What you have to do » Each entry should be set down again verbatim, with the images omitted.
(Beginning of Excerpted records)
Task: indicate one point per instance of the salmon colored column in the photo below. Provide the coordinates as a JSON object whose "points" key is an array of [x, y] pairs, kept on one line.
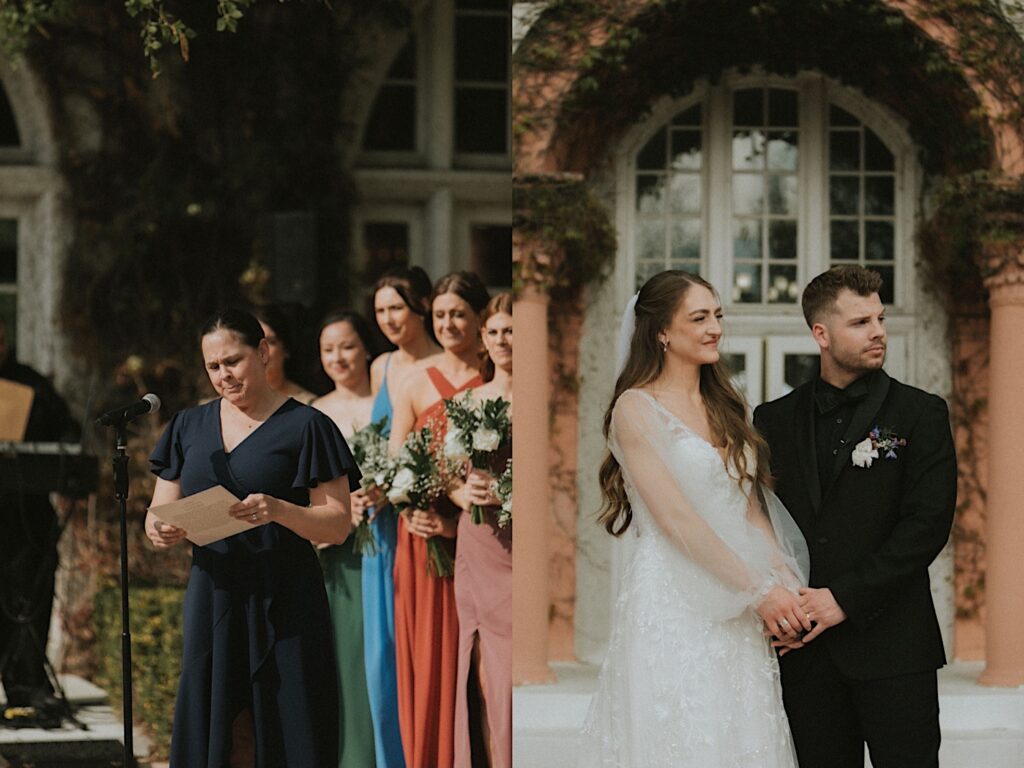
{"points": [[529, 489], [1005, 536]]}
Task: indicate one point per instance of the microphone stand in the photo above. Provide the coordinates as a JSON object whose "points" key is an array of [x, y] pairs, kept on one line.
{"points": [[121, 492]]}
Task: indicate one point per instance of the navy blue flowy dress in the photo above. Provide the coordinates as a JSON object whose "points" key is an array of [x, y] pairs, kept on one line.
{"points": [[257, 627]]}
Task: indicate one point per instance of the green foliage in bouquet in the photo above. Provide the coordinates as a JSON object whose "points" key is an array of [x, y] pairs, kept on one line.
{"points": [[476, 430], [503, 489], [421, 476], [369, 446]]}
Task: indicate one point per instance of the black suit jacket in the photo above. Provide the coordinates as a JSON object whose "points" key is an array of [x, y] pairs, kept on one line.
{"points": [[875, 529]]}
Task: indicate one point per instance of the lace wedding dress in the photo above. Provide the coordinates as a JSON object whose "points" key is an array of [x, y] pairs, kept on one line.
{"points": [[689, 679]]}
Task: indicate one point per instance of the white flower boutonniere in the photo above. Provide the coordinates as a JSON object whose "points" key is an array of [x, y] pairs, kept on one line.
{"points": [[864, 453], [880, 438]]}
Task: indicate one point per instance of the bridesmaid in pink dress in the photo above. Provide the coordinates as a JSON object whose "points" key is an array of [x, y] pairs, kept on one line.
{"points": [[483, 582]]}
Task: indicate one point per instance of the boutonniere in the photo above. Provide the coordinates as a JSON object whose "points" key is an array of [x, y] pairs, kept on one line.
{"points": [[880, 441]]}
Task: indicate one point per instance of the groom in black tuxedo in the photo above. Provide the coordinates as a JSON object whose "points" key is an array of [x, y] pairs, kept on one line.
{"points": [[865, 466]]}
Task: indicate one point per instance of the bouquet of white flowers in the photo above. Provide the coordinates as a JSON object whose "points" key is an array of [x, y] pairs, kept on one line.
{"points": [[369, 446], [503, 489], [420, 477], [476, 429]]}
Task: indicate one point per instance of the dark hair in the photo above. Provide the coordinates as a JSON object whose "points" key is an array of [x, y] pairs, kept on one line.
{"points": [[467, 286], [501, 303], [358, 324], [656, 303], [820, 294], [237, 321]]}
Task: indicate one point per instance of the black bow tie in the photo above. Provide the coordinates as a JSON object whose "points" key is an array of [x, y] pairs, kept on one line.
(End of Excerpted records)
Written response »
Task: indicate one point per instance of the salmon colored column in the photo below. Provide the coordinates as a JSON object whose "points" key is an array of [x, y] pairs, kept on one line.
{"points": [[529, 489], [1005, 536]]}
Task: indicate one point per instance of the microphone stand in the photo above. Provide the coordinates as a JSON object whose "points" key is an array of [x, y] pairs, kept on one line.
{"points": [[121, 492]]}
Task: indicate one point per instance of the navy blue flowy dress in the photo above. Provide the coordinates as a JSON object whose "points" key is an array of [x, y] pairs, kept on one line.
{"points": [[257, 627]]}
Task: indicate one point per instance of the green foliage in bouquet in the photo above. Provide the coordinates as a JSON object whose "points" key is an array of [x, y] pairs, kept on one line.
{"points": [[476, 430], [503, 489], [421, 476], [369, 446]]}
Task: indicate one point per instance of the black suit jacket in the photo above. Provide the coordinates as a JSON object whose "points" key is an array of [x, y] pairs, kept on one line.
{"points": [[875, 529]]}
Task: indicate one point per instance of the lace wedding dress in the photo above. Provide the coordinates as a JSON object whose "points" key is an array of [x, y] pairs, kept on one line.
{"points": [[689, 679]]}
Task: indicate one point per instance of the white flower boutonniere in the photo above. Provide the coordinates as a JSON object whose "points" key is an array of [x, y] pairs, kept on one line.
{"points": [[864, 453], [880, 438]]}
Task: indicate one point per instance of the bridesmaid in pink dress in the photo above. Provide the coordinates as a JSON object whose "points" key is an array of [x, y] pairs, kept on one line.
{"points": [[483, 582]]}
Task: indicate one point per instance of the boutonniere in the photo above. Provide the coordinates as a JSON object whose "points" key is an array of [x, y] pairs, kept on one line.
{"points": [[880, 441]]}
Task: indicate one point per instance of the groom in black tuxedo in the photo above. Provide the coordinates as a JSON object whose "points" key is an array of [x, y] pairs, kept on one line.
{"points": [[865, 466]]}
Task: indicate one point per instance of the bouquet of white flowers in the photo above. Provide the coordinates as a JSON object whose "points" key is an array of [x, y] pairs, kept on one line.
{"points": [[369, 446], [503, 489], [420, 477], [476, 429]]}
Task: indicate one point per instance of the dark hair in the photo above. Provide the coordinates as a JSON object whose "points" key is an array of [x, y] pairs, kept on one line.
{"points": [[467, 286], [501, 303], [358, 324], [656, 303], [820, 294], [237, 321]]}
Task: indicate one point per instance of the black bow tie in the photo above. Provide the coordinates as a JSON object whose "points" key is an array of [x, y] pairs, kept on one line.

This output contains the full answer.